▸ **Короткое задание**:
Замените во всех строках «by providing» на «by giving» и перепишите их, ничего больше не меняя.

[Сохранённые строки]
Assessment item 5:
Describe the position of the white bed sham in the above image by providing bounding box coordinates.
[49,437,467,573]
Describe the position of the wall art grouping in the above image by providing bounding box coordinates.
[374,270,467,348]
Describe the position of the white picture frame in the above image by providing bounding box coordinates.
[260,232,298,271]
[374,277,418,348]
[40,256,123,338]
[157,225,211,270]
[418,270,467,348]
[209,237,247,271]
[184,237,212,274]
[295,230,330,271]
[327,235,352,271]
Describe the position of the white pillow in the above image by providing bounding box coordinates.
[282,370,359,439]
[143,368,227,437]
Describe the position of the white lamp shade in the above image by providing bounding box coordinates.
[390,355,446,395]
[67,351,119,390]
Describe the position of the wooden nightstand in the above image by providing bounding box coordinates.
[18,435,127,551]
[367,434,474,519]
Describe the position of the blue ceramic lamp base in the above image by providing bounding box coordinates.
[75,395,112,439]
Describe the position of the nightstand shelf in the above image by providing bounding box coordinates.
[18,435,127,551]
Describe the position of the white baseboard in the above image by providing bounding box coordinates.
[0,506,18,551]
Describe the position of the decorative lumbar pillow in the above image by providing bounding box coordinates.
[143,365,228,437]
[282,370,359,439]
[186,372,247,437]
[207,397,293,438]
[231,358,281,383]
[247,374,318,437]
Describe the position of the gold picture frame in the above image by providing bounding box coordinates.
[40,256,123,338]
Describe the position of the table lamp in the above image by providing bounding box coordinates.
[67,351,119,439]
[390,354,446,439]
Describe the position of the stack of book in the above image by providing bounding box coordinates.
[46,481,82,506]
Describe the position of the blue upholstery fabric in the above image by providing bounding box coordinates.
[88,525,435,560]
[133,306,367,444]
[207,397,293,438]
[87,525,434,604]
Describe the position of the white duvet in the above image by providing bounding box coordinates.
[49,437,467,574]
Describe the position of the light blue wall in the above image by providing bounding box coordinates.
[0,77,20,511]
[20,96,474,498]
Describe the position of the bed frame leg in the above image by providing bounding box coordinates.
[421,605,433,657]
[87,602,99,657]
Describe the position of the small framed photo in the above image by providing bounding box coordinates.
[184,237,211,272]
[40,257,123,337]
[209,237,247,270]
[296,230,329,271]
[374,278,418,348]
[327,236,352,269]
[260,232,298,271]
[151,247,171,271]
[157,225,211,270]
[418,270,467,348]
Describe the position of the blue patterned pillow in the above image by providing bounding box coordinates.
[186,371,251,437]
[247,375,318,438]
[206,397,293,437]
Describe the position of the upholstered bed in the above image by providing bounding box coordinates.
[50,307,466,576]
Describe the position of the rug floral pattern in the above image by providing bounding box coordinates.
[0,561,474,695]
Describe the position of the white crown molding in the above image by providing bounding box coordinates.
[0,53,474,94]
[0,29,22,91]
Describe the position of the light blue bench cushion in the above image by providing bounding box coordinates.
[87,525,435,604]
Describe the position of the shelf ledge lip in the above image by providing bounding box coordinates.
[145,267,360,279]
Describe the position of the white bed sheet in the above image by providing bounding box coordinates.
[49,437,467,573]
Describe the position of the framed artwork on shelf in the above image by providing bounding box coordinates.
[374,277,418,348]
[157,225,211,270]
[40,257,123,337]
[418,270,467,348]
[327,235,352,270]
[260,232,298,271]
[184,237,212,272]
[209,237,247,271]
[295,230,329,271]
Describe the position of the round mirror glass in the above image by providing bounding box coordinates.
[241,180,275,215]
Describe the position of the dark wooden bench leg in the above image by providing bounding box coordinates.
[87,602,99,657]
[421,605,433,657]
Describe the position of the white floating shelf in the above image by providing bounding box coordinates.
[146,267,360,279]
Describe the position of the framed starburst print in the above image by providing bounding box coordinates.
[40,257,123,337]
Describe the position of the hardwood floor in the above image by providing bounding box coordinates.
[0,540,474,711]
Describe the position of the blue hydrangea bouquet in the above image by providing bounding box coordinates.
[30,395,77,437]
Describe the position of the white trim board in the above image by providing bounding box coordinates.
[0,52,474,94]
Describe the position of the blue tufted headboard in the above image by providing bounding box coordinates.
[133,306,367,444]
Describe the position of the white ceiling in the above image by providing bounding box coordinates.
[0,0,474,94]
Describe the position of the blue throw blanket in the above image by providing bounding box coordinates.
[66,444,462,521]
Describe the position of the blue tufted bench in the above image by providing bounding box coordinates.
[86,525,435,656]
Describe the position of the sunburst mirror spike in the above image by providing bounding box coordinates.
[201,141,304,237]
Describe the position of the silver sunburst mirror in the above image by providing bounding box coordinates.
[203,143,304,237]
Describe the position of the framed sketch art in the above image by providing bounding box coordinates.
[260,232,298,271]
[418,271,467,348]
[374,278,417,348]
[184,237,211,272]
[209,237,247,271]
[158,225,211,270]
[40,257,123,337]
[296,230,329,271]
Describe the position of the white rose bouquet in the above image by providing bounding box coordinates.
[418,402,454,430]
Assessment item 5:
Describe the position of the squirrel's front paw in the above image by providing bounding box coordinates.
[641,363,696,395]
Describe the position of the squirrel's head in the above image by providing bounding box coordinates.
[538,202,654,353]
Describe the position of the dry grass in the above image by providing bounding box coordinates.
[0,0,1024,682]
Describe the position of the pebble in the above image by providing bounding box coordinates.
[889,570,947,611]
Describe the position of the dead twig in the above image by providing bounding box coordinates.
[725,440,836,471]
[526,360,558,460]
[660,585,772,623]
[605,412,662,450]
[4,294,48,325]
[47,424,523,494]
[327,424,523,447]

▸ **Ответ к упражнению**:
Assessment item 5:
Describe the position of the white bed sham in the above image by giving bounding box coordinates.
[49,437,467,573]
Describe the position of the wall art grouping in the above image by giving bounding box coordinates.
[374,270,467,348]
Describe the position of the white picture frame in the above image by giving bounding box coordinates.
[260,232,298,271]
[374,277,418,348]
[40,256,123,338]
[157,225,211,270]
[418,270,467,348]
[209,237,247,271]
[184,237,212,274]
[295,230,330,271]
[327,235,352,271]
Describe the position of the white pillow in the above image by giving bounding box coordinates.
[282,370,359,439]
[143,368,227,437]
Describe the position of the white lamp shade in the above image by giving bounding box coordinates.
[390,355,446,395]
[67,351,119,390]
Describe the position of the wooden nightstand in the above image by giving bounding box coordinates.
[18,435,127,551]
[367,434,474,519]
Describe the position of the blue ceramic lamp base in the above image by giving bounding box coordinates.
[75,395,112,439]
Describe the position of the nightstand shelf in the above image by giving bounding box coordinates.
[18,435,127,551]
Describe the position of the white baseboard in the above image by giving bounding box coordinates.
[0,506,18,551]
Describe the position of the decorative lumbar pillow in the above image by giving bounding box coordinates.
[143,365,228,437]
[282,370,359,439]
[186,372,247,437]
[207,397,293,438]
[231,358,281,383]
[247,374,318,437]
Describe the position of the gold picture frame in the above image by giving bounding box coordinates.
[40,256,123,338]
Describe the position of the table lamp in the above image by giving bounding box coordinates.
[67,351,119,439]
[390,354,446,439]
Describe the position of the stack of book in the above image by giving bounding box coordinates.
[46,481,82,506]
Describe the position of the blue upholstery fabric in the above image by giving bounding box coordinates.
[88,525,435,560]
[133,306,367,444]
[207,397,293,438]
[87,525,434,604]
Describe the position of the white duvet in the above image by giving bounding box coordinates.
[49,437,467,574]
Describe the position of the light blue wall in the above image by giving bounding box coordinates.
[0,77,20,511]
[20,96,474,498]
Describe the position of the bed frame leg in the above image by giving bounding box coordinates.
[421,605,433,657]
[87,602,99,657]
Describe the position of the small framed photo in the above image by giving bounding box coordinates.
[184,237,211,272]
[40,257,123,337]
[209,237,247,270]
[296,230,329,271]
[374,278,418,348]
[327,236,352,269]
[260,232,298,271]
[151,247,171,271]
[157,225,211,270]
[418,270,467,348]
Describe the position of the blue patterned pillow in the above image by giving bounding box coordinates.
[186,371,251,437]
[247,375,318,438]
[206,397,293,437]
Describe the position of the upholstered bed in the above image by giving bounding box coordinates.
[50,307,466,576]
Describe the position of the rug floral pattern in the above image by giving bounding box coordinates.
[0,561,474,695]
Describe the position of the white crown molding in the above image by giving bounding box coordinates.
[0,53,474,94]
[0,29,22,91]
Describe the position of the light blue bench cushion in the above image by giving bounding box coordinates.
[87,525,435,604]
Describe the position of the shelf ledge lip in the above image by giving bounding box coordinates.
[145,267,360,279]
Describe the position of the white bed sheet in the above image by giving bounding box coordinates.
[49,437,467,573]
Describe the position of the framed artwork on shelf in the above image by giving bounding box coordinates.
[374,277,418,348]
[157,225,211,270]
[40,257,123,337]
[418,270,467,348]
[327,235,352,270]
[260,232,298,271]
[184,237,212,272]
[209,237,247,271]
[295,230,329,271]
Describe the position of the round mirror glass in the above image by giving bounding box coordinates.
[241,180,275,215]
Describe the position of the dark wooden bench leg in the above image by giving bounding box coordinates.
[87,602,99,657]
[421,605,433,657]
Describe the position of the white floating shelf in the above image by giving bounding box coordinates.
[146,267,360,279]
Describe the position of the framed starburst print in the above image by giving bounding box coordinates.
[40,257,123,337]
Describe the position of the hardwood floor in the above image by giving bounding box coordinates.
[0,540,474,711]
Describe the position of the blue hydrangea bouquet in the above image by giving bounding box coordinates.
[30,395,77,437]
Describe the position of the white trim board in the above image by giving bounding box coordinates.
[0,52,474,94]
Describe the position of the blue tufted headboard in the above image by giving bounding box coordinates.
[133,306,367,444]
Describe the position of the white ceiling in the above image by giving bounding box coordinates.
[0,0,474,94]
Describe the position of the blue throw blanket in the above image by giving bounding box coordinates.
[66,444,462,521]
Describe the position of the blue tufted bench in the above image by giving bounding box coordinates.
[86,525,435,656]
Describe the position of the sunburst mirror spike in the above image by giving bounding box coordinates.
[201,141,304,237]
Describe the position of the silver sunburst mirror in the above image by giving bounding box coordinates.
[203,143,304,237]
Describe the position of the framed sketch art in the above image by giving bounding box coordinates.
[260,232,298,271]
[418,271,467,348]
[374,278,417,348]
[184,237,211,272]
[209,237,247,271]
[158,225,211,270]
[40,257,123,337]
[296,230,329,271]
Describe the position of the white rose bouquet in the above image by giving bounding box coordinates.
[418,402,454,430]
Assessment item 5:
Describe the position of the squirrel's front paw in the above image by giving bounding box coordinates.
[641,363,696,395]
Describe the position of the squirrel's head in the above image by giving bounding box coordinates.
[538,202,654,353]
Describe the position of the dry grass in the above image by giving bounding box coordinates.
[0,0,1024,682]
Describe the position of the pebble in the above image by giving bounding box coordinates.
[889,570,947,611]
Describe the position of the dead twig in the above image by giving bounding box coordinates.
[725,440,836,471]
[526,360,558,460]
[660,585,772,623]
[605,412,662,450]
[4,294,48,325]
[47,424,523,494]
[327,424,523,447]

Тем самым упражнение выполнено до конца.